• Data provided:

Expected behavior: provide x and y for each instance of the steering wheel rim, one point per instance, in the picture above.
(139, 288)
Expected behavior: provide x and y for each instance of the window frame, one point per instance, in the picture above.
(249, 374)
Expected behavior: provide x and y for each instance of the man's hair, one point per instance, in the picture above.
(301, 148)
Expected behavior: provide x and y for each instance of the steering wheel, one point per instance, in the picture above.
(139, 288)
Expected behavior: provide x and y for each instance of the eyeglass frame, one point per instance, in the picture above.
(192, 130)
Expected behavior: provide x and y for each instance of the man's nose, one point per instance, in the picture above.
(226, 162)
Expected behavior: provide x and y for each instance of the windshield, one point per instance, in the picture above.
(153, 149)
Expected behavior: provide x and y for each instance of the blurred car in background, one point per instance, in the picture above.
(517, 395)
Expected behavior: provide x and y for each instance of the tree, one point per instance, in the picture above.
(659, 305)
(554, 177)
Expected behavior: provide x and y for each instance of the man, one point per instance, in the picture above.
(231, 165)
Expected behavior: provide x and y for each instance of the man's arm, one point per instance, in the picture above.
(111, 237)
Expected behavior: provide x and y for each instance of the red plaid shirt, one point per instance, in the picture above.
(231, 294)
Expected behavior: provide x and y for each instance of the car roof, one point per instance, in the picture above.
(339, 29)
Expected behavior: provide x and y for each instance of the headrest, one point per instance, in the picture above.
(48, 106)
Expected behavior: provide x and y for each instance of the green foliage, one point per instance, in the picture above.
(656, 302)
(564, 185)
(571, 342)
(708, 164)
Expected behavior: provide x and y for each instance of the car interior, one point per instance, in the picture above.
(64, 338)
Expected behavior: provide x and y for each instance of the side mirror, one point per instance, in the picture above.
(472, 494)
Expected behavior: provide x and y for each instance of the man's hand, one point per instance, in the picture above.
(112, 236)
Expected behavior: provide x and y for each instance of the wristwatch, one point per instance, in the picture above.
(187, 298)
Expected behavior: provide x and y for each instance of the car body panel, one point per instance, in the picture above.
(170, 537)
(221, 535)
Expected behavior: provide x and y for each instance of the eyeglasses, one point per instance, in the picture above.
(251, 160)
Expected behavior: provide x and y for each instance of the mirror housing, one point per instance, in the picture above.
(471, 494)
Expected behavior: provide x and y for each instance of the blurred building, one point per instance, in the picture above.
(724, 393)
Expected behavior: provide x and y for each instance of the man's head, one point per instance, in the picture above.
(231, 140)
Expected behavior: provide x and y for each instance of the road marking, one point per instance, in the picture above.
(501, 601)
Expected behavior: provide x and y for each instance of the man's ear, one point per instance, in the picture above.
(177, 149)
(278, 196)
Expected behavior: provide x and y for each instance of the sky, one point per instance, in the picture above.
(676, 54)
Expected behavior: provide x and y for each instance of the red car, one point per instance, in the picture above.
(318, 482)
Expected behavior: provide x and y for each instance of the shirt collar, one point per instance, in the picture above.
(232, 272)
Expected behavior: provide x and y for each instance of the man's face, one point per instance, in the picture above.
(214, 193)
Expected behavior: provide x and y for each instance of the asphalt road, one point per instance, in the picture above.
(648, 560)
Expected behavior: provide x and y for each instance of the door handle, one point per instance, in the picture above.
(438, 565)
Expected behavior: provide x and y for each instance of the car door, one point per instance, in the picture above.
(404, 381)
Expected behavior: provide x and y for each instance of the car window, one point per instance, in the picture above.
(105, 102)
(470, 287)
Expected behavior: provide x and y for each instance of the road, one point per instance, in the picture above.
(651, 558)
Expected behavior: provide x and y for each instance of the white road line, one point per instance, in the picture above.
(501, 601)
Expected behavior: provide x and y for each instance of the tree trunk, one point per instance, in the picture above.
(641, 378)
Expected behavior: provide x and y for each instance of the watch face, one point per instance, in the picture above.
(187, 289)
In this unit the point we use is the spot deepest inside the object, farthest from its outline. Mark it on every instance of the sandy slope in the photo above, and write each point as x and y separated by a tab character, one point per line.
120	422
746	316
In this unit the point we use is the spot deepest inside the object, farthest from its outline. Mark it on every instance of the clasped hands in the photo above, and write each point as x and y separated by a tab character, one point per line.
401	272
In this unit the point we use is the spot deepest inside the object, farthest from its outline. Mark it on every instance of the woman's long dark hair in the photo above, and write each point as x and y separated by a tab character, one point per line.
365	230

• What is being asked: Each record above is to be reproduced verbatim.

• Response area:
Expected behavior: provide x and y for each instance of the steering wheel rim, one point per instance, in the picture above.
(139, 288)
Expected behavior: provide x and y for each instance of the window frame, one point per instance, in the picture above.
(249, 374)
Expected behavior: provide x and y for each instance of the man's hair, one point per instance, in the picture above.
(301, 148)
Expected behavior: provide x and y for each instance of the steering wheel, one point per instance, in the picture above.
(139, 288)
Expected behavior: provide x and y for each instance of the eyeglass frame, one point per instance, in the picture above.
(192, 130)
Expected behavior: provide x and y for each instance of the man's nose, one point per instance, in the picture above.
(226, 162)
Expected behavior: provide x and y for each instance of the windshield, one point per instance, in the picture above.
(153, 149)
Expected behavior: provide x and y for each instance of the blurred car in background, one point per instance, in the picture above.
(517, 395)
Expected behavior: provide x and y for each instance of the tree, one point per instance, in the picture above.
(659, 305)
(554, 177)
Expected behavior: provide x and y for each instance of the man, one point per instance, in the picture above.
(231, 165)
Expected behavior: provide x and y for each instance of the man's arm, one point per instance, in the picture above.
(111, 237)
Expected behavior: provide x and y for each instance of the red plaid shirt, one point per instance, in the picture above.
(231, 294)
Expected behavior: provide x and y for each instance of the car roof, one point per instance, in the picture above.
(339, 29)
Expected behavior: provide x and y for each instance of the headrest, one point per instance, in the picture above.
(48, 106)
Expected behavior: provide x and y for each instance of the green foliage, one point per instance, in the picture above.
(656, 302)
(564, 185)
(571, 342)
(708, 164)
Expected behavior: provide x and y for each instance of the car interior, one point per instance, in the picture above.
(64, 338)
Expected behavior: provide x and y for each instance of the side mirror, one point per instance, in the picture above.
(472, 494)
Expected behavior: provide x and y for each instance of the man's hand, one point per instance, in the picture above.
(112, 236)
Expected behavior: provide x and y for each instance of the wristwatch, one point per instance, in the picture above.
(187, 298)
Expected behavior: provide x and y for each instance of the car body panel, one point per instance, in the picture above.
(170, 537)
(221, 535)
Expected behavior: provide x and y for each instance of the eyeglasses, one point per instance, in the picture above.
(251, 160)
Expected behavior: provide x and y for each instance of the mirror housing, one point per instance, in the picture above.
(471, 494)
Expected behavior: provide x and y for each instance of the blurred building, one point per instance, in the picture above.
(724, 393)
Expected behavior: provide x and y for each instance of the man's head, one point per instance, in the picture above.
(231, 140)
Expected behavior: provide x and y for each instance of the road marking, one point per instance, in the picture above.
(501, 601)
Expected behavior: provide x and y for each instance of the man's ear, one point per instance, in the picture above.
(177, 149)
(278, 196)
Expected behavior: provide x and y for each instance of the sky, one point per instance, in the picture above.
(676, 54)
Expected behavior: provide x and y for each instance of the red car, one point per instance, in the picture above.
(318, 482)
Expected behavior: provide x and y for each instance of the shirt collar, one point per instance, in the picture above.
(232, 272)
Expected behavior: provide x and y for each instance of the man's face, one point per instance, in the picture above.
(214, 193)
Expected behavior: provide x and y for each instance of the asphalt road, one point per instance, in the picture above.
(648, 560)
Expected behavior: provide x and y for each instance of the door handle, one point per instance, in the picture above.
(438, 565)
Expected behavior: provide x and y for each instance of the car door, one point per instance, in the picture above.
(404, 381)
Expected behavior: provide x and y for each instance of the car window, one point per instance, in the picture above.
(105, 102)
(470, 287)
Expected behavior: provide x and y for each instance of the road, one point per instance, in the picture above.
(651, 558)
Expected behavior: provide x and y for each instance of the white road line, one point per instance, in the picture above.
(501, 601)
Expected behavior: provide x and y for each instance of the tree trunk, one point per instance, in the picture above.
(641, 378)
Expected behavior: provide x and y for each instance of the watch face, one point per instance, in the picture above.
(187, 289)
In this unit the point we use is the spot deepest inside the object, farthest from its outline. Mark it on every instance of the sandy slope in the photo above, and write each point as x and y separated by a tab character, one point per line.
120	422
746	316
In this unit the point we use is the spot deepest inside the object, farthest from its outline. Mark it on every instance of the clasped hands in the photo above, and write each point as x and y separated by a tab character, one point per line.
401	272
In this unit the point we use is the spot deepest inside the object, farthest from its outline. Mark it on every instance of the woman's long dark hair in the photo above, and write each point as x and y separated by a tab character, one point per line.
365	230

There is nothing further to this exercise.